-- start Dataset --

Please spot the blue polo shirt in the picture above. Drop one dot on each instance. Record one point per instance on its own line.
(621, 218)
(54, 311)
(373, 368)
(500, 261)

-- end Dataset --

Exercise directions -
Reproduce every line of the listing, including its instruction line, and rescale each coordinate in the points by a factor of 1.9, rounding to the nearest whole number with halves rounded up.

Response for this exercise -
Please spot the blue polo shirt in the picture above. Drop one dot on each instance. Record one point per instance on its own line.
(1180, 414)
(103, 591)
(709, 699)
(950, 496)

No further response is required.